== Texte fourni ==

Un pied de nez aux Anglais
Dans le cadre de l'exposition Universelle de 1851, la Grande Bretagne invite un yacht américain à participer à une régate intitulée "la Coupe des 100 Guinées". Ce yacht, financé par le Yacht Club de New York, sera mené par un équipage composé de pilotes portuaires. A l'époque, ceux-ci étaient de fins régatiers, car les différentes compagnies de pilotes se livraient au jeu de la régate pour atteindre les navires en approches du port de New York. Le premier pilote à atteindre le navire à guider remportait la contrat.
Financée par un groupe de yachtsmen, l'architecte James Rich Steers est choisi pour dessiner une goélette qui sera baptisée America. Mesurant 30 m pour un déplacement de 170 tonnes, elle est manœuvrée par un équipage de neuf hommes. Menée par le capitaine Richard Brown, America quitte New York le 21 juin 1851, puis atteint l'Île de Wight le 30 juillet, après une courte escale au Havre.
"Majesty, there is no second"
America se présente face à ses concurrents le 22 août 1851. Quinze yachts anglais sont sélectionnés parmi la fine fleur locale pour se mesurer face à l'équipage américain. La procédure est lancée vers 10h et America prend un départ en second rideau en dernière position. Mais les qualités du navire et les talents du navigateur permettent à America de sa faufiler entre les bancs de Sable à l'Est de l'île de Wight, tandis que les autres concurrents croisent au large. America remporte la régate, et le second n'arrivera que 18 minutes plus tard. C 'est alors que la reine Victoria, qui assistait à l'arrivée depuis son yacht personnel, demande qui était le deuxième et reçu cette réponse devenue célèbre : "Majesté, il n'y a pas de second".
La coupe sera remplacée par la tête du skipper qui l'aura perdue
Après la victoire de la goélette America, la coupe est exposée dans les salons feutrés du New York Yacht-Club. Les anglais, rejoints par d'autres syndicats étrangers, ont tenté durant plusieurs décennies de la ravir laux Américains.
Ceux-ci étaient bien aidés par le principe selon lequel le vainqueur a le privilège d'organiser la défense de son titre en choisissant le plan d'eau, la date et le format de régate. La coupe est régit par un texte nommé le "Deed of Gift", dont le principal intérêt est d'être contourné par les départements juridiques des différents syndicats.

===
== Enregistrements ==

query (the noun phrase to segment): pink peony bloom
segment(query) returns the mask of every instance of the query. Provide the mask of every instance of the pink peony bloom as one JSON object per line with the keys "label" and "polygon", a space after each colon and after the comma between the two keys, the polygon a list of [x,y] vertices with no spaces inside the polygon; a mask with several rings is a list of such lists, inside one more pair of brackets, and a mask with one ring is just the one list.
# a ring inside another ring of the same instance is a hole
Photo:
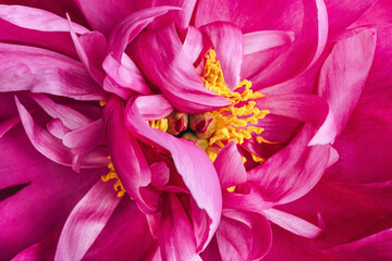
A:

===
== Enregistrements ==

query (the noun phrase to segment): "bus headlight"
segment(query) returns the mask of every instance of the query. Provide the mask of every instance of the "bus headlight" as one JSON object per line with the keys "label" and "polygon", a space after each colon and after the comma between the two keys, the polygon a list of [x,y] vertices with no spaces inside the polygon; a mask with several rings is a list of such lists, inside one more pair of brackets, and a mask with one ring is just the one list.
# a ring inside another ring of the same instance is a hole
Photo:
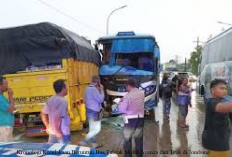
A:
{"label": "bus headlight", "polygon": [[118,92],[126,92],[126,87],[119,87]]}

===

## Travail demandé
1 > Reproduisez à l'identique le passage du texte fourni compris entre "Financée par un" et "escale au Havre.", bornes incluses.
2 > D'après le texte fourni, combien de temps après America le deuxième concurrent a-t-il franchi la ligne d'arrivée ?

## Corrigés détaillés
1 >
Financée par un groupe de yachtsmen, l'architecte James Rich Steers est choisi pour dessiner une goélette qui sera baptisée America. Mesurant 30 m pour un déplacement de 170 tonnes, elle est manœuvrée par un équipage de neuf hommes. Menée par le capitaine Richard Brown, America quitte New York le 21 juin 1851, puis atteint l'Île de Wight le 30 juillet, après une courte escale au Havre.

2 > 18 minutes plus tard.